## [PROBLEM REQUIREMENTS]
For each line of the material, write out an exact copy.

[Start of section]

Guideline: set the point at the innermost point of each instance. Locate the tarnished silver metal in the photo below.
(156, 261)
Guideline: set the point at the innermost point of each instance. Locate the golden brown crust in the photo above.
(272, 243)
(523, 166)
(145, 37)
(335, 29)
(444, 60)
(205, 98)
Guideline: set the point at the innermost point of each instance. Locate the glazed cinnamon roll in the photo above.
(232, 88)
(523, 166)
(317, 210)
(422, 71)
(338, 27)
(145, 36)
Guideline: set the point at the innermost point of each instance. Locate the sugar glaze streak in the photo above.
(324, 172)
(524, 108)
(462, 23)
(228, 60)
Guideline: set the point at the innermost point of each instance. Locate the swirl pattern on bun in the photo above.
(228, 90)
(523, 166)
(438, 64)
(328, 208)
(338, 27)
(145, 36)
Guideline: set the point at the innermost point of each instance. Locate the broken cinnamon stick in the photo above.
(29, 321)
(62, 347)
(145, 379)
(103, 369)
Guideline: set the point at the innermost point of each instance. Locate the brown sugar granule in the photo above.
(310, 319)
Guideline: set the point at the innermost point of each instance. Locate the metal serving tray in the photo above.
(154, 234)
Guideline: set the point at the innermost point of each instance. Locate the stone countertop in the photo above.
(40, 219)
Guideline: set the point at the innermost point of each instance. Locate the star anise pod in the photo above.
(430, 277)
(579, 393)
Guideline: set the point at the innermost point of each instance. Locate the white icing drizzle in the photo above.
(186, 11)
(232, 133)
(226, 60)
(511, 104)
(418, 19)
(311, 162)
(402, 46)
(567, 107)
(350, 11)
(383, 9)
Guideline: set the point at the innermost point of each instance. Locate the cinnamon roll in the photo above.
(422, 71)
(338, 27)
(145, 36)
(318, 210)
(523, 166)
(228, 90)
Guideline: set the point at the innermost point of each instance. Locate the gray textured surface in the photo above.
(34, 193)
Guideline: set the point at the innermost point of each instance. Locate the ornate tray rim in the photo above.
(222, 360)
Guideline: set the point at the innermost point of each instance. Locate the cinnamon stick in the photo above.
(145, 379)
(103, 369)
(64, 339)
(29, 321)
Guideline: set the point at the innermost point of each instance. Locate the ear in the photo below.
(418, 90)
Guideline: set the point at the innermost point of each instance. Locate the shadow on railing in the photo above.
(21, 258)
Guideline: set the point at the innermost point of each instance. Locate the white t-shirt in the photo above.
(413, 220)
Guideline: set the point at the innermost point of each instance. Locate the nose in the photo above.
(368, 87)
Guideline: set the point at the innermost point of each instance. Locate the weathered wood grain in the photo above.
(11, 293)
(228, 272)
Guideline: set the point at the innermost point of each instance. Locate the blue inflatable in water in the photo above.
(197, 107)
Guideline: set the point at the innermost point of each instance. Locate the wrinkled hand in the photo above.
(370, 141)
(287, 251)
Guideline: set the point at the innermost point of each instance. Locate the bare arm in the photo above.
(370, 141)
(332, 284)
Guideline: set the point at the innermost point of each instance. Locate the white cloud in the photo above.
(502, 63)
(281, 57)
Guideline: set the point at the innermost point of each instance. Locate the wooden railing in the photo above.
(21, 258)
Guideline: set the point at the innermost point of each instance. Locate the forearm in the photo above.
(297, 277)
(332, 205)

[End of section]

## [ANSWER TO THE EXERCISE]
Guideline: set the point at the innermost point of each instance. Locate the tarnished silver metal in the photo below.
(156, 261)
Guideline: set the point at the innermost point of each instance. Locate the golden brown crust in the photo above.
(272, 243)
(523, 166)
(145, 37)
(335, 29)
(444, 60)
(205, 98)
Guideline: set the point at the innermost point of each instance. Locate the glazed cinnamon roll in the photo above.
(232, 88)
(523, 166)
(317, 210)
(422, 71)
(338, 27)
(145, 36)
Guideline: set the point at the innermost point of each instance. Locate the sugar glaze streak in the photo above.
(324, 172)
(524, 108)
(462, 23)
(228, 60)
Guideline: set the point at the innermost point of each instance. Locate the swirl pattern on bun in the photo above.
(228, 90)
(523, 166)
(438, 64)
(328, 208)
(338, 27)
(145, 36)
Guideline: set the point at the innermost point of each instance. Locate the broken cinnamon stick in the photo above.
(29, 321)
(62, 347)
(145, 379)
(103, 369)
Guideline: set the point at the innermost point of each instance. Locate the brown sugar granule in the photo above.
(310, 319)
Guideline: set the point at the innermost point of each instance. Locate the metal serving tray in the photo above.
(154, 234)
Guideline: set the point at the innermost point of each instance. Locate the stone countertop in the photo above.
(40, 219)
Guideline: set the point at the innermost point of each instance. Locate the star anise pod in the photo above.
(430, 277)
(579, 393)
Guideline: set the point at the innermost point of each instance. Locate the white icing drizzle in the photo above.
(186, 11)
(232, 133)
(226, 60)
(511, 104)
(418, 19)
(311, 162)
(402, 46)
(567, 107)
(350, 11)
(383, 9)
Guideline: set the point at the innermost point of each instance. Locate the cinnamon roll in the photo above.
(422, 71)
(338, 27)
(145, 36)
(318, 210)
(523, 166)
(228, 90)
Guideline: set the point at the innermost point of each instance. Locate the gray textured surface in the photo above.
(34, 193)
Guideline: set the point at the innermost point of each instance. Locate the ornate tray rim in the photo above.
(222, 360)
Guideline: set the point at the innermost point of each instance. Locate the cinnamon stick in the photo above.
(145, 379)
(103, 369)
(64, 339)
(29, 321)
Guideline: set the point at the innermost point of each instance. Locate the ear in the photo below.
(418, 90)
Guideline: set the point at the innermost point of each instance. Locate the shadow on railing in the photo above.
(21, 258)
Guideline: set the point at the innermost point of each instance. Locate the white t-shirt in the photo above.
(413, 220)
Guideline: set the point at the innermost point of each instance. Locate the nose in the photo above.
(368, 87)
Guideline: set the point at the innermost point of each instance. Locate the weathered wood grain in the photo above.
(11, 293)
(228, 272)
Guideline: set the point at the innermost point of each instance. Locate the blue inflatable in water in the photo above.
(197, 107)
Guideline: set the point at the innermost point of each instance. Locate the wrinkled hand in the photo above.
(370, 141)
(287, 251)
Guideline: set the point at the innermost point of each instance. Locate the bare arm in the photo above.
(370, 141)
(332, 284)
Guideline: set the point at the innermost point of each instance. Locate the white cloud in the photo above.
(502, 63)
(281, 57)
Guideline: set the point at the innermost point of each instance. Locate the wooden railing in the photo above.
(21, 258)
Guideline: set the point at the innermost point of each instance. Locate the forearm in the photo above.
(297, 277)
(332, 205)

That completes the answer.